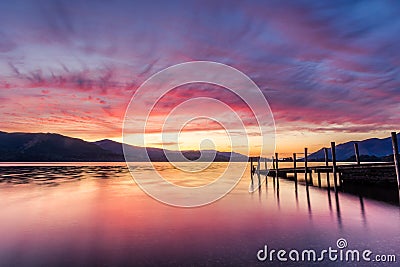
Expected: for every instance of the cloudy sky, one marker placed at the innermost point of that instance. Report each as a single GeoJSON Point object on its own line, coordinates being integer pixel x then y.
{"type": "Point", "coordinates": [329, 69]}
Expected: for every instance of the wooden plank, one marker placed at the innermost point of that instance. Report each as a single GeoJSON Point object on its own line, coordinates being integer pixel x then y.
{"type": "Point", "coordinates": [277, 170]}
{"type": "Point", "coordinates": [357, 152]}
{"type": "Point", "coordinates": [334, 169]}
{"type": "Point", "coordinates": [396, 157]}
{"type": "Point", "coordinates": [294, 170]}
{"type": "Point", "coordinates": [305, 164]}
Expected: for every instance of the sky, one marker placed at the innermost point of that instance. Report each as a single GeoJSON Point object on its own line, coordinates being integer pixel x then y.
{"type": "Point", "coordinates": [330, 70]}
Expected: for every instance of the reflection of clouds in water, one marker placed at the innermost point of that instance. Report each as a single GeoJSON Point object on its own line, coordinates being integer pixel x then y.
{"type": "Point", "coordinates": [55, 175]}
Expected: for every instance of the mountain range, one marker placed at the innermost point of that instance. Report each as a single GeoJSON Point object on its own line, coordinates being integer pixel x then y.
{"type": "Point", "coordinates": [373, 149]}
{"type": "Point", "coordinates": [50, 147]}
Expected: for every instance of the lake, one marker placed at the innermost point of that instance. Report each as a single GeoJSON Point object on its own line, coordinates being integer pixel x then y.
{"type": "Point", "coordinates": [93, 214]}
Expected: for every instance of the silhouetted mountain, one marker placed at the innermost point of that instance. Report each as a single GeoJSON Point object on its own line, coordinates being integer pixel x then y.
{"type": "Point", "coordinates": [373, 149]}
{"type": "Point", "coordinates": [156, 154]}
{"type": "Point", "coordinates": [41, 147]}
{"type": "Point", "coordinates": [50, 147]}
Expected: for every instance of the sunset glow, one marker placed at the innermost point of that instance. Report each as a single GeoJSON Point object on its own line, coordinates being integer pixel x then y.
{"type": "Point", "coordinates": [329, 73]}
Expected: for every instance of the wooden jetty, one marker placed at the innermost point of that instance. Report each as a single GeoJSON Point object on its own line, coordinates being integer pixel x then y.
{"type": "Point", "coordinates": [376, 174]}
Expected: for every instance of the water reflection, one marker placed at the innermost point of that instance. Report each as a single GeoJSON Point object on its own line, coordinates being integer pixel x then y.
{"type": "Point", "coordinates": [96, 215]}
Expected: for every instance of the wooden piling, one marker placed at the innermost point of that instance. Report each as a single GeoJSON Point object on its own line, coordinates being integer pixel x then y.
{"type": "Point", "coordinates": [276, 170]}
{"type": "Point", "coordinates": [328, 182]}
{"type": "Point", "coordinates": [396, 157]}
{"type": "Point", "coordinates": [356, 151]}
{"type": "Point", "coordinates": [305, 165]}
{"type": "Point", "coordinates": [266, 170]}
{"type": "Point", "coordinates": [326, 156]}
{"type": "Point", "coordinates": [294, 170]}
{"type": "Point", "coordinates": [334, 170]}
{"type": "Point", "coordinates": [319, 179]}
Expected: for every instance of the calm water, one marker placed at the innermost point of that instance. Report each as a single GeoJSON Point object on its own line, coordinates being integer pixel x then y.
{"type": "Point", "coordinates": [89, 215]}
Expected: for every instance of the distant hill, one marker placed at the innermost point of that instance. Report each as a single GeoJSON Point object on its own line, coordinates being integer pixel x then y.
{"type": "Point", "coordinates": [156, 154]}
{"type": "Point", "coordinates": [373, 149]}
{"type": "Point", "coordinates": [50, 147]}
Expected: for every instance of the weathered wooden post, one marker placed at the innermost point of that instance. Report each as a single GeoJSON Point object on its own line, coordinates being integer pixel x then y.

====

- _Set problem_:
Please rewrite all of the entries above, substituting "dot" for "marker" and keeping everything else the same. Leave the pictures out of your answer.

- _The answer_:
Expected: for every instance of the cloudy sky, one dot placed at the innermost point of that instance. Report each as a single GeoJSON Point object on its own line, coordinates being integer pixel x then y.
{"type": "Point", "coordinates": [329, 69]}
Expected: for every instance of the wooden plank, one dot placed at the innermost point of that instance. Report each as a single GeoJSON Point object on its own line, coordinates being integer pixel x then y.
{"type": "Point", "coordinates": [277, 170]}
{"type": "Point", "coordinates": [357, 152]}
{"type": "Point", "coordinates": [334, 169]}
{"type": "Point", "coordinates": [396, 157]}
{"type": "Point", "coordinates": [294, 170]}
{"type": "Point", "coordinates": [305, 164]}
Expected: for every instance of the sky, one dot placed at the innermost point of that instance. Report each as a single GeoJSON Point object on its own line, coordinates being integer pixel x then y.
{"type": "Point", "coordinates": [330, 70]}
Expected: for every instance of the reflection of clouds in water, one dot placed at the innermost point of that instance. Report each as a single GeoJSON Point object on its own line, coordinates being integer pixel x then y.
{"type": "Point", "coordinates": [55, 175]}
Expected: for every instance of the mountain range, one dot placed at the innermost point of that instance. Report each as a single GeoJSON Point object on its own line, coordinates being integer pixel x then y.
{"type": "Point", "coordinates": [373, 149]}
{"type": "Point", "coordinates": [50, 147]}
Expected: for every instance of the lake, one dot placed at the innermost point of that instance. Report each as a single GeoJSON Point object on its own line, coordinates being integer pixel x then y.
{"type": "Point", "coordinates": [93, 214]}
Expected: for every instance of the silhouetted mountain, one dot placed at the innermost point of that instance. Report each as a single GeoJSON Point object on its own line, coordinates being integer pixel x then y.
{"type": "Point", "coordinates": [373, 149]}
{"type": "Point", "coordinates": [156, 154]}
{"type": "Point", "coordinates": [41, 147]}
{"type": "Point", "coordinates": [50, 147]}
Expected: for every instance of the sunset glow, one dot placed at the innermost point of that instance. Report each as a single GeoJSON Point object on its own line, coordinates being integer pixel x then y.
{"type": "Point", "coordinates": [329, 73]}
Expected: for every instance of the wooden jetty, one dot placed at the innermost point of that instance. Report each as a single GeoJSON Point object on its own line, coordinates being integer pixel x then y.
{"type": "Point", "coordinates": [376, 174]}
Expected: for every instance of the water reflection, one dot placed at the innermost point of that instance. Report each as a single GeoJSON Point object on its own line, coordinates being integer pixel x then y.
{"type": "Point", "coordinates": [96, 215]}
Expected: for every instance of the wooden piling, one dot placed at the innermost point of that instance. Report each as a single GeoJSON Point object on its own line, coordinates being integer pixel x then y.
{"type": "Point", "coordinates": [276, 170]}
{"type": "Point", "coordinates": [328, 182]}
{"type": "Point", "coordinates": [396, 157]}
{"type": "Point", "coordinates": [356, 151]}
{"type": "Point", "coordinates": [305, 165]}
{"type": "Point", "coordinates": [266, 170]}
{"type": "Point", "coordinates": [326, 156]}
{"type": "Point", "coordinates": [294, 170]}
{"type": "Point", "coordinates": [334, 170]}
{"type": "Point", "coordinates": [319, 179]}
Expected: for every instance of the calm water, one dot placed at the innermost point of that instance. Report each as a single GeoJSON Point object on its own line, coordinates being integer pixel x then y.
{"type": "Point", "coordinates": [89, 215]}
Expected: for every instance of the distant hill, one dot placed at the innermost point of that instance. Report each as a single GeoJSON Point object on its own line, coordinates being integer pixel x then y.
{"type": "Point", "coordinates": [156, 154]}
{"type": "Point", "coordinates": [373, 149]}
{"type": "Point", "coordinates": [50, 147]}
Expected: for every instance of the weathered wooden post, one dot placed at the innermost point of that instance. Report each as a single GeoJSON Point object on its own line, coordinates being integer pixel x then y.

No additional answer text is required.